Consegna 1 ▸
Nel brano sull'icona di Iviron, qual è la particolarità di questa icona?
Consegna 2 ▸
Continua il brano sull'icona di Iviron a partire dalle ultime parole riportate.

Estratto del documento ▸
Ancora parallele sono le linee che congiungono
entrambi gli occhi. L'intrecciarsi delle quattro linee parallele (linee rosse)
determina una croce obliqua orientata verso sinistra e completamente poggiante
sulle due figure volendo indicare la missione del Figlio e la compresenza in
essa della Madre. Gesù è fra le braccia della Madre, dalla posizione delle sue
gambe, che non seguono cioè il corpo della Madre, ma perfettamente piegate, si
nota il suo gesto di essere assiso in trono.
La particolarità dell'icona di Iviron è "la
cicatrice" sulla parte destra del viso della Madre di Dio a memoria della ferita
inferta dal soldato. Esattamente sotto la cicatrice alla base della "Croce"

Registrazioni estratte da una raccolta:
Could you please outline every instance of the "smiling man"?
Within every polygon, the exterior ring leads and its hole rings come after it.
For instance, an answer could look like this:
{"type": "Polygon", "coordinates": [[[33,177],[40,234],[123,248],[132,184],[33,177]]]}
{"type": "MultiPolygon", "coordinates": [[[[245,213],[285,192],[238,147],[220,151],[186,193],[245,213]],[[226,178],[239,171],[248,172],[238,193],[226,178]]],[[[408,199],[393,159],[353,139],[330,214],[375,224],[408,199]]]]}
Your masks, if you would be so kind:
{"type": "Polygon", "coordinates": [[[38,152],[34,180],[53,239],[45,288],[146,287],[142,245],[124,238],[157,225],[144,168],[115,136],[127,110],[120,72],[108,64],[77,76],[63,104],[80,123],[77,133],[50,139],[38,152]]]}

Risposta 1 ▸
La cicatrice sulla parte destra del viso della Madre di Dio, a memoria della ferita inferta dal soldato.

Risposta 2 ▸
ideale, formata dalle linee principali dell'icona, il gesto benedicente di Gesù
è chiaro simbolo della divina misericordia, malgrado il peccato inflitto
dall'uomo con lo sfregio sul volto della Madre. La storia stessa dell'icona si
rifà alla misericordia di Dio: il soldato una volta compreso l'errore si fa
subito monaco e conduce una santa vita. E' interessante ancora notare lo stretto
parallelismo fra la cicatrice sul volto dalla Madre, con il sangue che sgorga, e
la ferita al costato del Crocifisso. Se si immagina Gesù posto in croce sulla
forma ideale tracciata con le quattro linee parallele, risulta evidente come la
ferita di Maria si trovi poco più indietro di quella di Gesù (un passo
indietro), immaginando come punto di osservazione lo spettatore posto ai piedi
della croce.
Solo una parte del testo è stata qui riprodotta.